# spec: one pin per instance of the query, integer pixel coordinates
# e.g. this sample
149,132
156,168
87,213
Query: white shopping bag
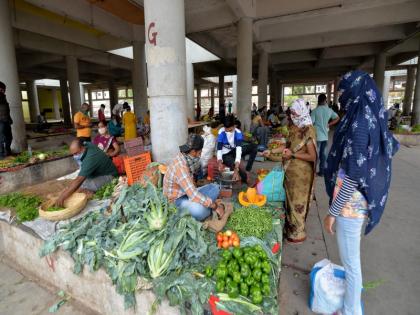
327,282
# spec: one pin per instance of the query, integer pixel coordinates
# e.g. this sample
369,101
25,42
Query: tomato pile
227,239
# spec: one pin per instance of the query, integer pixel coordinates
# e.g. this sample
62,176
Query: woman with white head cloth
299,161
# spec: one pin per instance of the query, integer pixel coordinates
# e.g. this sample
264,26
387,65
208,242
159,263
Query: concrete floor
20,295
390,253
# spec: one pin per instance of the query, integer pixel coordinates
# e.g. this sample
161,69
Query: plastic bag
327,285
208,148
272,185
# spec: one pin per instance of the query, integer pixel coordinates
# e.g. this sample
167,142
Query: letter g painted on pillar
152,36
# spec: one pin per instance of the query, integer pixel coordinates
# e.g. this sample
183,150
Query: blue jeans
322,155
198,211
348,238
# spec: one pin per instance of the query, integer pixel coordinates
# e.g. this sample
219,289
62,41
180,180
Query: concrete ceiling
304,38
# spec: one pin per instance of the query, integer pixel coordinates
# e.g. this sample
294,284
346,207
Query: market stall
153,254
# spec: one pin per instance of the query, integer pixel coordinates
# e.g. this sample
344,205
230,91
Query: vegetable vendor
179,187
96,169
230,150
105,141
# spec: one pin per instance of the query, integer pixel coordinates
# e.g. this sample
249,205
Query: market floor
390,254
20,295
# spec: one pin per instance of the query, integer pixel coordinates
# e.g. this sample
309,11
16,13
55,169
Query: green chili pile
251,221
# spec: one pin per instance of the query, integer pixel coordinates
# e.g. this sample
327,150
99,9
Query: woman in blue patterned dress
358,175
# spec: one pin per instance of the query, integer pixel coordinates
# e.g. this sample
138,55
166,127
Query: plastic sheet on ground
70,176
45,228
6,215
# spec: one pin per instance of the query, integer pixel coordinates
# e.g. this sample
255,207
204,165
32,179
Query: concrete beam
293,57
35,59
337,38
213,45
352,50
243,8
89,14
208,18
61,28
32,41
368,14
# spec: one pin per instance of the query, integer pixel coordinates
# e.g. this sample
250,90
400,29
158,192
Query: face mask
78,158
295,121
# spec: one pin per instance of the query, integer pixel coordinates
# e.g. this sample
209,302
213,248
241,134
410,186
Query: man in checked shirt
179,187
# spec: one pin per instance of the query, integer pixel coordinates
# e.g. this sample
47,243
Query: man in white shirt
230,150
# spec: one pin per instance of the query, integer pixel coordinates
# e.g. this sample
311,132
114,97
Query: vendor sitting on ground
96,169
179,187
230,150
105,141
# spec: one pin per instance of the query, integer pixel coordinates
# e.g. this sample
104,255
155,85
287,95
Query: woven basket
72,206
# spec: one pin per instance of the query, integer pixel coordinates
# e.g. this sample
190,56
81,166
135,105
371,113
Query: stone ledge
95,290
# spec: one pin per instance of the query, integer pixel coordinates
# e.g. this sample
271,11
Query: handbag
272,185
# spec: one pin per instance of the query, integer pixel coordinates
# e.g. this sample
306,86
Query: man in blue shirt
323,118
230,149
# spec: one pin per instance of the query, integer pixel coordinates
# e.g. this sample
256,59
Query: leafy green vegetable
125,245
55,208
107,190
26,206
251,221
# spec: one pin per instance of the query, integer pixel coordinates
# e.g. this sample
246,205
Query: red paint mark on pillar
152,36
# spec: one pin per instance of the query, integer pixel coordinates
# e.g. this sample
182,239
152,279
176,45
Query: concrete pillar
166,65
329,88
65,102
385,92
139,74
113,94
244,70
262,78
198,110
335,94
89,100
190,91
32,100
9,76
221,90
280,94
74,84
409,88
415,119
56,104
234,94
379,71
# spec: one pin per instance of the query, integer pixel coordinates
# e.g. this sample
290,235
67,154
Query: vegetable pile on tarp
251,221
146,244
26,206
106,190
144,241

--

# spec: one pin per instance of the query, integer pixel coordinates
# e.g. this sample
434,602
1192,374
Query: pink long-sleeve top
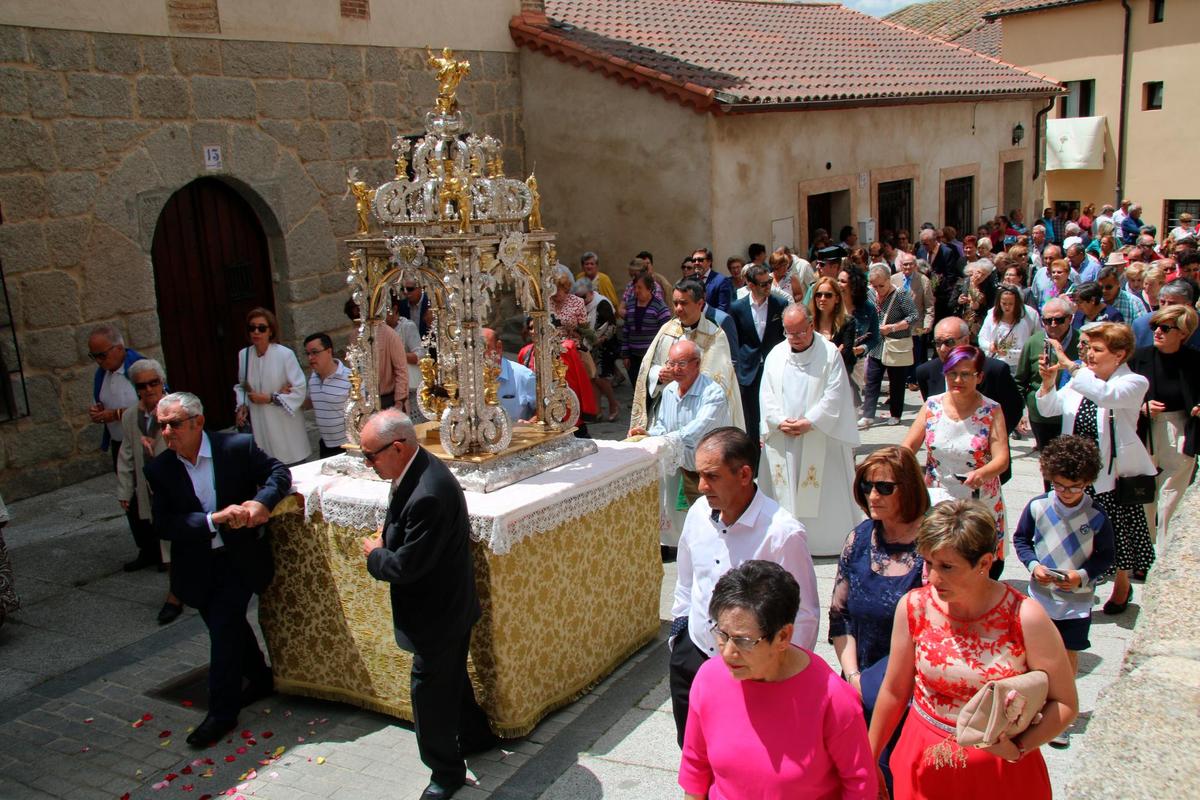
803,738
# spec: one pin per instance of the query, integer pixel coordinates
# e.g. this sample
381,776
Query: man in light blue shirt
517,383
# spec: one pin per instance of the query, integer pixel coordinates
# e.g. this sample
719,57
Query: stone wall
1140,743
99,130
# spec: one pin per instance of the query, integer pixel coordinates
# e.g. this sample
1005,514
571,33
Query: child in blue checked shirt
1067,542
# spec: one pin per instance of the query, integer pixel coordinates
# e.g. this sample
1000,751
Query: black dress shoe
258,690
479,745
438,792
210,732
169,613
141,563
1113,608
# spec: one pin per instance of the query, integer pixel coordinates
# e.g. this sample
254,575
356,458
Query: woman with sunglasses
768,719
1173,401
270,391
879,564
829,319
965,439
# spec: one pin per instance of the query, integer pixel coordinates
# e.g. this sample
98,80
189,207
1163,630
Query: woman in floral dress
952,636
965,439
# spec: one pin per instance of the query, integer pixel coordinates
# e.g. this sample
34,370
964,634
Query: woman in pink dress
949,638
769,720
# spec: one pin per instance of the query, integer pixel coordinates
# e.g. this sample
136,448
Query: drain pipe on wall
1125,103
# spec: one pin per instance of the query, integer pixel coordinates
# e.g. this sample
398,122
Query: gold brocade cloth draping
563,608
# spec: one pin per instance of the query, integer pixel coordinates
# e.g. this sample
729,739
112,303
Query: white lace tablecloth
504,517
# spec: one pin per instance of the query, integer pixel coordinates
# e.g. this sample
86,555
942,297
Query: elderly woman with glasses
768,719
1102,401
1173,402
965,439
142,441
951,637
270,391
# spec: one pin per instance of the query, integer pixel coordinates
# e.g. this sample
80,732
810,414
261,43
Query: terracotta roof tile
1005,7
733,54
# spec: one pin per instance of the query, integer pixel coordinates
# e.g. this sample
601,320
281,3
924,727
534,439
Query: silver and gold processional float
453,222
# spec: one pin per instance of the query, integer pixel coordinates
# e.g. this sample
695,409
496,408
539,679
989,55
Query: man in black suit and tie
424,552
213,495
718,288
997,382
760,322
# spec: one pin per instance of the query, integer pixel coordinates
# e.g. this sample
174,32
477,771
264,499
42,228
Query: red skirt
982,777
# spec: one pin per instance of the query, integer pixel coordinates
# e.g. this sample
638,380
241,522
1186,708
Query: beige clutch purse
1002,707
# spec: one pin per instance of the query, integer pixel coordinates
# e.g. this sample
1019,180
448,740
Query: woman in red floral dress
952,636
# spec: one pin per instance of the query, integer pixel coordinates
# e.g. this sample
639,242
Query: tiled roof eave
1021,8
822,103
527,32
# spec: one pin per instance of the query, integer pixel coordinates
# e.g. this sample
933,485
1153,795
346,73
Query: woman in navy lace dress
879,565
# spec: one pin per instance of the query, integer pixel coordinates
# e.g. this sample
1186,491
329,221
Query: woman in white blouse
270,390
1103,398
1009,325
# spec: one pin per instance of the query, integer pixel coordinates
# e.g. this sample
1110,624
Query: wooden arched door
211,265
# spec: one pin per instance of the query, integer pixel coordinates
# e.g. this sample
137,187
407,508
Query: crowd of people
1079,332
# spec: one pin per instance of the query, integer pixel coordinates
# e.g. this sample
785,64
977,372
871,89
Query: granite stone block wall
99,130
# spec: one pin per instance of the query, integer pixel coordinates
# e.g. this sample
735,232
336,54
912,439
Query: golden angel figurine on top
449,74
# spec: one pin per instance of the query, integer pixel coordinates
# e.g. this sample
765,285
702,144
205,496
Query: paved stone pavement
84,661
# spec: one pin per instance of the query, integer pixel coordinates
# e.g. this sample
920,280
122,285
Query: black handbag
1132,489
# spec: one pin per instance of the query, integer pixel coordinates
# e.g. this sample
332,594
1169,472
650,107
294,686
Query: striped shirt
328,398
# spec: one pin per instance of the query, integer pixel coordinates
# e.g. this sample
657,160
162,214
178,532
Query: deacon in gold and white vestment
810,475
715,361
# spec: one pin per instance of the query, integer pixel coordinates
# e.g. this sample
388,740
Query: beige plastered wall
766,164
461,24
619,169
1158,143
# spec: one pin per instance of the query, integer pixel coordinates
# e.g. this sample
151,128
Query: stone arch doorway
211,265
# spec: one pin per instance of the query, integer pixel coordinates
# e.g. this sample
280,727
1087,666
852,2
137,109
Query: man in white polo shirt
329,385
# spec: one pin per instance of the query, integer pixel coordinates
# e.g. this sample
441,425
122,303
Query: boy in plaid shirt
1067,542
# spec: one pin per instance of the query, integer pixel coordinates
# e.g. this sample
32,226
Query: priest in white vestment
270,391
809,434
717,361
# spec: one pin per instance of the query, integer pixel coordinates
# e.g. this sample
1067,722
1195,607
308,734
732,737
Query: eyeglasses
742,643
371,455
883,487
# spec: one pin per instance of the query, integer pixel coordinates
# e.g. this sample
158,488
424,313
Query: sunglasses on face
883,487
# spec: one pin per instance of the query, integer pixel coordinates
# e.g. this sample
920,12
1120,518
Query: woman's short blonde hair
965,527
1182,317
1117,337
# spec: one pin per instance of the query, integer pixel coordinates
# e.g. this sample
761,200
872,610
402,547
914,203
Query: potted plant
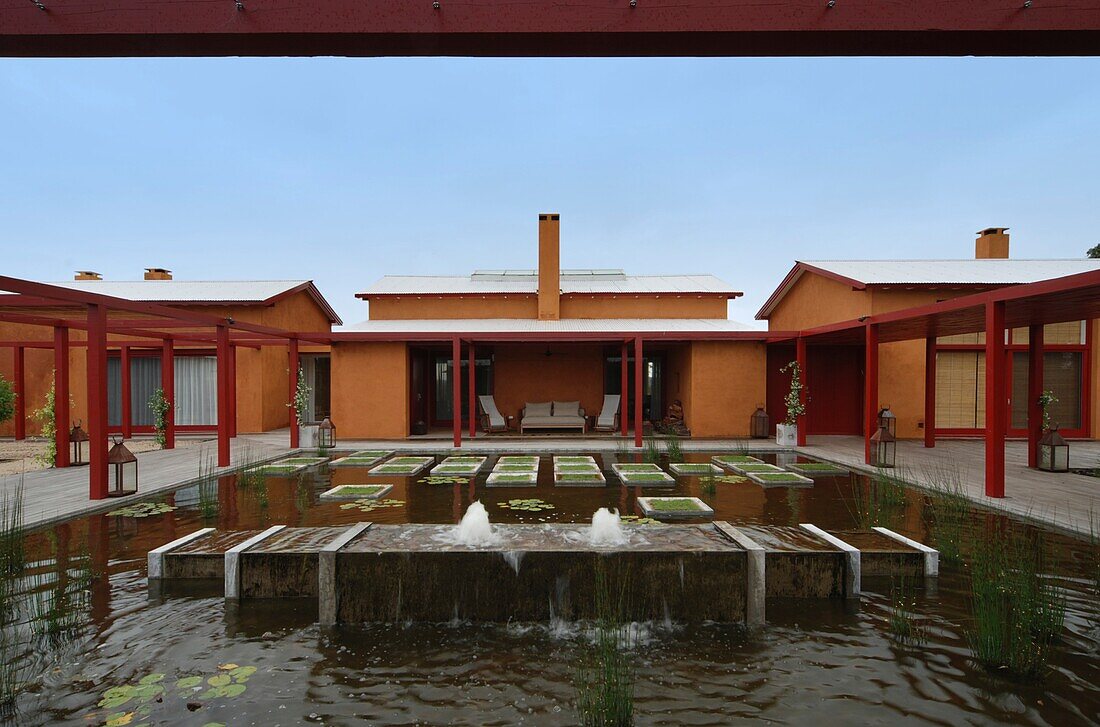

• [What you should do]:
Count the lines in the rows above that contain the string "sunglasses", treating case as significant. Give only the number.

• [Solution to this exercise]:
2